> [Input data]
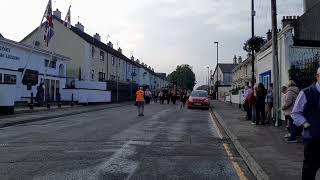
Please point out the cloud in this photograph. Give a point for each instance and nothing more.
(163, 33)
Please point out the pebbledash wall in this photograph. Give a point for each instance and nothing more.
(14, 57)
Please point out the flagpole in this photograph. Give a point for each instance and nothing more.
(34, 44)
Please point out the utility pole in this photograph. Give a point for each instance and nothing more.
(217, 73)
(253, 13)
(208, 79)
(275, 67)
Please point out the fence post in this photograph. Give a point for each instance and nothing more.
(72, 104)
(31, 101)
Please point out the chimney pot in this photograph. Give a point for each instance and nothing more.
(80, 26)
(57, 13)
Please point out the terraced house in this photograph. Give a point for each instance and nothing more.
(92, 60)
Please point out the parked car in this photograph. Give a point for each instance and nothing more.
(198, 99)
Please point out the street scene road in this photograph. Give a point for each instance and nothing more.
(167, 143)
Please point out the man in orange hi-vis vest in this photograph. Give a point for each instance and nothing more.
(140, 101)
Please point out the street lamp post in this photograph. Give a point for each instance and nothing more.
(208, 79)
(217, 69)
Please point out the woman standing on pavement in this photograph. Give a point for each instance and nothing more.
(289, 100)
(140, 101)
(183, 99)
(260, 104)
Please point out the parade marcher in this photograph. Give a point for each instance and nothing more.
(289, 100)
(269, 103)
(140, 101)
(173, 97)
(161, 97)
(183, 99)
(168, 97)
(252, 104)
(260, 104)
(148, 95)
(306, 113)
(247, 93)
(286, 121)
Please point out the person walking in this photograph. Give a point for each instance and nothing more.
(260, 104)
(168, 96)
(161, 97)
(183, 99)
(148, 95)
(306, 113)
(289, 100)
(246, 105)
(140, 101)
(269, 103)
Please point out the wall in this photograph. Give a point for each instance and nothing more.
(74, 47)
(86, 95)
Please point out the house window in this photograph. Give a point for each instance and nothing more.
(92, 52)
(112, 60)
(101, 55)
(112, 77)
(92, 74)
(102, 76)
(53, 64)
(10, 79)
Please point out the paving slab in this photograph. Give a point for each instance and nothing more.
(265, 144)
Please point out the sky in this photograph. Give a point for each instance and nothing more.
(161, 33)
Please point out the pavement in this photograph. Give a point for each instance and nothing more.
(115, 144)
(263, 148)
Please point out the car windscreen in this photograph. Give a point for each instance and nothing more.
(199, 94)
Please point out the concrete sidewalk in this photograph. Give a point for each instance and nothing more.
(263, 148)
(16, 119)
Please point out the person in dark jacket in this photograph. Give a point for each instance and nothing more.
(306, 113)
(289, 100)
(260, 104)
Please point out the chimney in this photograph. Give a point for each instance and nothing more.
(97, 37)
(269, 35)
(308, 4)
(235, 60)
(57, 13)
(288, 20)
(110, 44)
(239, 60)
(80, 26)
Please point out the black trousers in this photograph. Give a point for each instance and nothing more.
(260, 113)
(311, 162)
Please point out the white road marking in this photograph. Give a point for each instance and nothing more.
(215, 126)
(119, 162)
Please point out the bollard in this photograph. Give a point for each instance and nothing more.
(59, 100)
(72, 104)
(48, 103)
(31, 102)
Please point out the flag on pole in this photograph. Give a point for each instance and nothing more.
(67, 20)
(48, 34)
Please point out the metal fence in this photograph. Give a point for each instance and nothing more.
(303, 71)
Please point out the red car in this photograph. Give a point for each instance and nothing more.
(198, 99)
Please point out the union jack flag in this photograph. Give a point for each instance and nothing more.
(67, 20)
(48, 34)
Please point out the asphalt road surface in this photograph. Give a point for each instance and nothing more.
(167, 143)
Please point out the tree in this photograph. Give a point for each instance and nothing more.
(183, 77)
(254, 43)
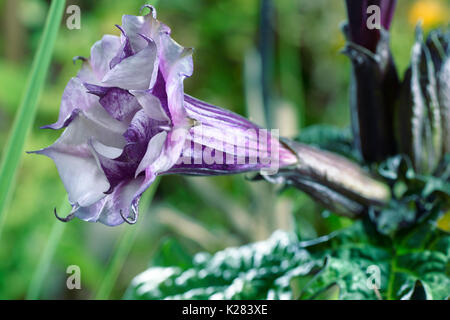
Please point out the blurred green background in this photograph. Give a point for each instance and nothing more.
(307, 84)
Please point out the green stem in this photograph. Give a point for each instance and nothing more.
(41, 271)
(27, 110)
(123, 248)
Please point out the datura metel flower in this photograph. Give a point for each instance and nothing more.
(128, 120)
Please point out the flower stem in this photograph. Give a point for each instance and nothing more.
(123, 248)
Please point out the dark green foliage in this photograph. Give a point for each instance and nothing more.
(423, 113)
(414, 196)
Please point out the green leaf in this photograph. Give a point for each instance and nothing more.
(330, 138)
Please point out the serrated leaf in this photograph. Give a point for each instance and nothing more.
(283, 267)
(330, 138)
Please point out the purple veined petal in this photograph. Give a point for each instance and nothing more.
(137, 72)
(141, 129)
(206, 113)
(163, 151)
(102, 52)
(192, 162)
(358, 15)
(154, 149)
(125, 50)
(171, 151)
(91, 213)
(148, 25)
(84, 182)
(114, 170)
(176, 64)
(151, 105)
(119, 103)
(74, 98)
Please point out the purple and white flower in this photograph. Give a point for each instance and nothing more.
(128, 120)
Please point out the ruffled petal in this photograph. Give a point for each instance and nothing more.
(176, 64)
(137, 72)
(74, 98)
(151, 105)
(125, 50)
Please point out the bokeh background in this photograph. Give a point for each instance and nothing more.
(295, 44)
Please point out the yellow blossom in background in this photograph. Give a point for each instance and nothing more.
(430, 12)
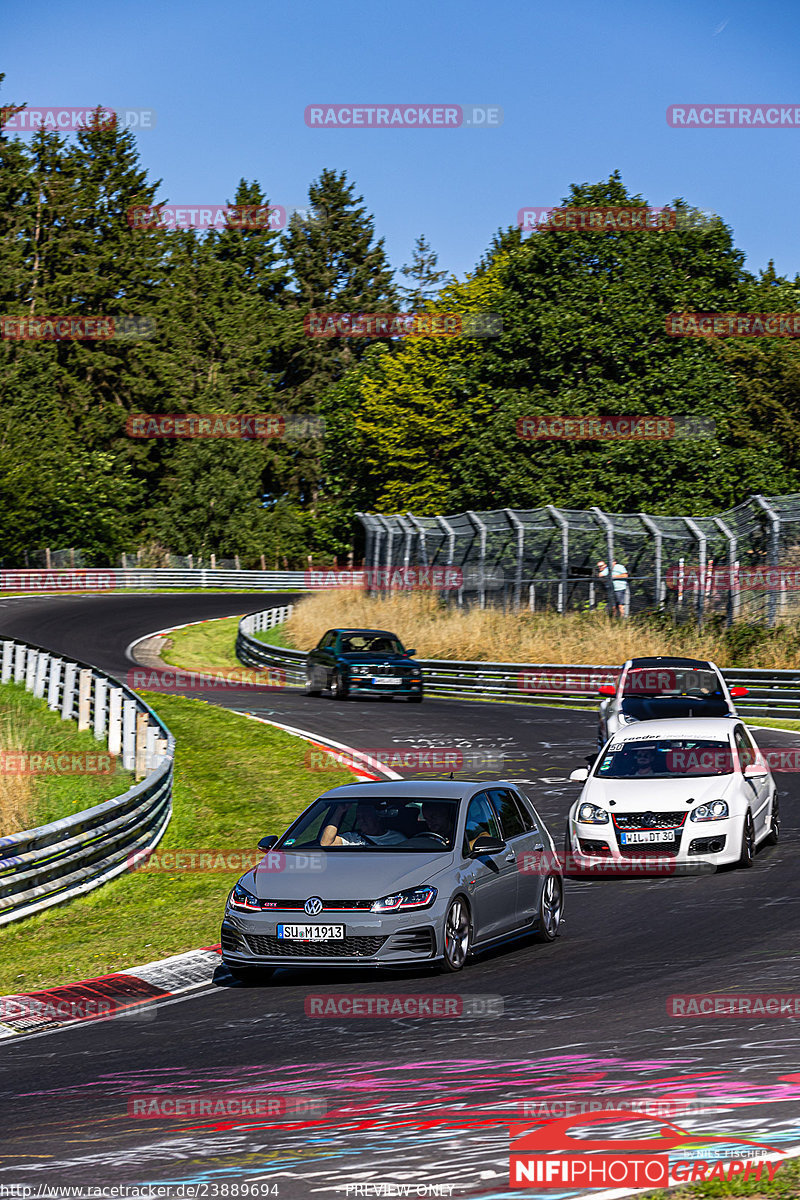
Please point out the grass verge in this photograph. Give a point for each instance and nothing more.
(235, 781)
(30, 798)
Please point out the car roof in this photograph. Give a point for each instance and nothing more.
(679, 727)
(668, 660)
(414, 789)
(384, 633)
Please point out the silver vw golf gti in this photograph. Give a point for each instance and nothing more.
(396, 874)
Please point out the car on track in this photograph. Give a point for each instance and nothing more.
(397, 874)
(695, 791)
(362, 663)
(659, 688)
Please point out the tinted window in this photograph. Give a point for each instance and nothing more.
(745, 748)
(663, 759)
(370, 643)
(512, 816)
(480, 820)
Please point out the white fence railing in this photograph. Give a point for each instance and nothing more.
(53, 863)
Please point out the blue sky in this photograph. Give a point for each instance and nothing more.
(583, 85)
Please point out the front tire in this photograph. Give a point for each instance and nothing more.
(338, 688)
(747, 843)
(457, 934)
(551, 910)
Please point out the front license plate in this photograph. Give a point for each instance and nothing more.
(311, 933)
(639, 835)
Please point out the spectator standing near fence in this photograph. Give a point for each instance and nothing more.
(619, 583)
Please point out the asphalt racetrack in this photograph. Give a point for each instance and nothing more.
(584, 1018)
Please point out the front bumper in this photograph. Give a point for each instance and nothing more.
(699, 846)
(370, 941)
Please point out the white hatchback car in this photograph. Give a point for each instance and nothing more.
(695, 791)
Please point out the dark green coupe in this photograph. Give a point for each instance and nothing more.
(362, 663)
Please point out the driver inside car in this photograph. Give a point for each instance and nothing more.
(370, 829)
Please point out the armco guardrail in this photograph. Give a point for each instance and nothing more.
(770, 693)
(44, 867)
(97, 579)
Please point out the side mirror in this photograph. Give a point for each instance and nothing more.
(487, 845)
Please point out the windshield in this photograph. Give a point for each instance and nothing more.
(373, 826)
(665, 759)
(672, 682)
(370, 643)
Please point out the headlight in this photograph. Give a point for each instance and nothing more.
(244, 900)
(589, 814)
(401, 901)
(716, 810)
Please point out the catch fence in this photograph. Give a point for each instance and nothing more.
(740, 565)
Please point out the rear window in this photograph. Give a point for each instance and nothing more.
(642, 682)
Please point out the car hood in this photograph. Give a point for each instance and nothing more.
(346, 874)
(659, 795)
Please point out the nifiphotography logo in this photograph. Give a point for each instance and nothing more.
(548, 1157)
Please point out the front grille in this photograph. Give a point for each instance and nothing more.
(654, 820)
(343, 948)
(328, 905)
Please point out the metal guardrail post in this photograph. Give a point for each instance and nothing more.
(774, 552)
(734, 597)
(481, 528)
(605, 523)
(564, 526)
(702, 547)
(516, 523)
(657, 539)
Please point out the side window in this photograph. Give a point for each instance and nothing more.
(745, 748)
(512, 817)
(480, 819)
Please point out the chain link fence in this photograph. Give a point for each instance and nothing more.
(741, 565)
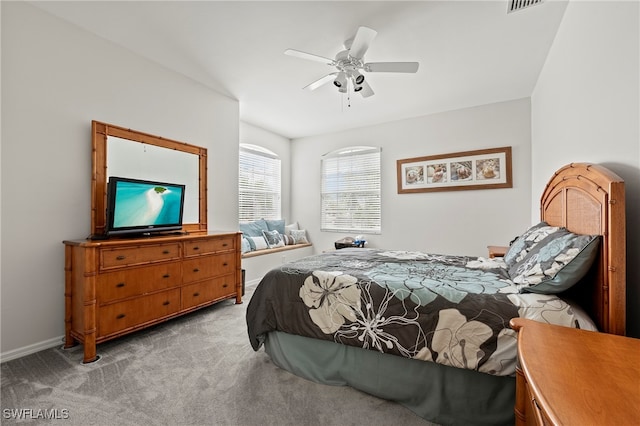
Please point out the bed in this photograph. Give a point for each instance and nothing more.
(431, 331)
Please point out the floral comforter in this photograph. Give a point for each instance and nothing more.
(452, 310)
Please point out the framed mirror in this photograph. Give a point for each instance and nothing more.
(129, 153)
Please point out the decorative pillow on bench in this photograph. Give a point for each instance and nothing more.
(262, 234)
(274, 238)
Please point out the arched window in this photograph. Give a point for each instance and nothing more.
(259, 184)
(351, 190)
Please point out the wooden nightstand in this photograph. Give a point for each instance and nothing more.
(569, 376)
(497, 251)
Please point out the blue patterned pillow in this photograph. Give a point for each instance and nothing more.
(525, 242)
(275, 225)
(556, 263)
(274, 239)
(246, 245)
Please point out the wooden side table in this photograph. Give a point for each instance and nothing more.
(569, 376)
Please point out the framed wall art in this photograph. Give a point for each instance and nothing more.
(481, 169)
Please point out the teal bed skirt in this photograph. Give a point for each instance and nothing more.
(437, 393)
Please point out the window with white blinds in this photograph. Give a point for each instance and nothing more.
(351, 190)
(259, 184)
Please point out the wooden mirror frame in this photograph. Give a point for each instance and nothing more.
(99, 133)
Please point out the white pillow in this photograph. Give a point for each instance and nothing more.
(259, 242)
(299, 236)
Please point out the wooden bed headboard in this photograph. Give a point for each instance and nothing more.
(589, 199)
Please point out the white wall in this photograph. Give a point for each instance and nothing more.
(456, 222)
(585, 108)
(56, 78)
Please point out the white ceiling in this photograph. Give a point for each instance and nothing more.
(470, 53)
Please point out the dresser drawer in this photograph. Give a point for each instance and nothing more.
(122, 315)
(123, 283)
(206, 291)
(208, 246)
(208, 267)
(138, 255)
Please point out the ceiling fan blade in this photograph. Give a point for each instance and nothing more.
(310, 56)
(361, 42)
(391, 66)
(366, 90)
(319, 82)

> [Task directions] Taking the line with "Please point out the white ceiling" as the first, copy every line through the end of the entries above exactly, with no others.

> [Reply to the task]
Please point out the white ceiling in this photograph. Give a point for each instance and nothing more.
(470, 53)
Please point out the dresser drawer in this photograph. Give a point for each instance and nothing more.
(122, 315)
(123, 283)
(206, 291)
(208, 246)
(208, 267)
(138, 255)
Please point out the ceiling fan blade in this photograph. Give a point for each instance and nothing more.
(310, 56)
(361, 42)
(391, 66)
(366, 90)
(319, 82)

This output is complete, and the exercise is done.